Anschließend ging es die Mandawa Road in östliche Richtung zu Fuß weiter bis wir das „Seth Dayaram Dedraj Goenka Haveli“, welches wir ausgiebig von Innen besichtigen konnten.

Unbekanntes Haveli
Eingang zum „Seth Dayaram Dedraj Goenka Haveli“

Unser Weg führte uns als nächstes zum Doppel-Haveli „Vishwanath” und „Tarkeshwar Goenka”, gleich um die Ecke, und während das „Seth Dayaram Dedraj Goenka Haveli“ zumindest noch teilweise bewohnt wurde, kamen wir nun quasi zu einem „Lost Place”.

Sowohl das Doppel-Haveli „Vishwanath” und „Tarkeshwar Goenka” als auch das „Seth Dayaram Dedraj Goenka Haveli“ gehören der wohlhabenden Familie Goenka. Allerdings frage ich mich schon, wenn die Familie so gut situiert ist, warum dann diese großartigen Bauten so verfallen. Das Doppelhaveli besteht aus dem südlichen Flügel „Vishwanath Haveli” und dem nördlichen Teil, „Tarkeshwar Goenka Haveli”, welches wir vorsichtig betreten durften. Dort sind auch diese stimmungsvollen Bilder entstanden.

══════════════════════════════

→ Aufgabe 1
Aus welchen beiden Teilen besteht laut dem Lesetext über die Havelis der Familie Goenka das Doppel-Haveli?
→ Aufgabe 2
Schreiben Sie den Lesetext über die Havelis der Familie Goenka im Anschluss an seinen letzten Satz weiter.

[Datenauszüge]
══════════════════════════════

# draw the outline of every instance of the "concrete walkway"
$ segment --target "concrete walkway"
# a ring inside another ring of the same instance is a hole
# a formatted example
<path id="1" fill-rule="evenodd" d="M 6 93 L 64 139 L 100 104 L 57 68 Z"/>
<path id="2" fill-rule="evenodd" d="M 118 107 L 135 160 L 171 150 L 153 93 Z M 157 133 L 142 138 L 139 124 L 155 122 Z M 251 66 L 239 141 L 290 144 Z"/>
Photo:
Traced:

══════════════════════════════

→ Lösung 1
Aus dem südlichen Flügel „Vishwanath Haveli“ und dem nördlichen Teil „Tarkeshwar Goenka Haveli“.

→ Lösung 2
Anschließend dann wieder Kontrastprogramm. Ein kleiner Fußmarsch führte uns zum Hotel „The Legacy Mandawa by The Machan”, historisch das Haveli of the Harlalkas . Ja, man ahnt es kaum, ein weiteres zum Hotel umgebautes und damit vor dem Verfall gerettetes Haveli. Ich fand dieses Hotel allerdings nicht ganz so schön wie das „Grand Haveli“ in Nawalgarh. Es ließ die vielen Fassadenmalereien vermissen.

Der aufmerksame Leser dieser fünf Teile meiner Indien Reise wird festgestellt haben, dass ich besonders bei den Havelis ins Schwärmen gekommen bin. Ich möchte jedoch auch festhalten, dass alle hier beschriebenen Eindrücke aufgrund einer Besuchsdauer von nur einem Tag entstanden sind. Die Beschreibung bildet also lediglich einen sehr kleinen Teil der Kultur von Mandawa ab. Ich empfehle deswegen unbedingt, selber einen Besuch dort zu planen und in einem der spektakulär restaurierten Hotel-Havelis abzusteigen. Eine Karte von Mandawa zeigt, dass es dort noch eine Reihe weiterer Havelis gibt, auch solche die zu einem Hotel umgebaut wurden.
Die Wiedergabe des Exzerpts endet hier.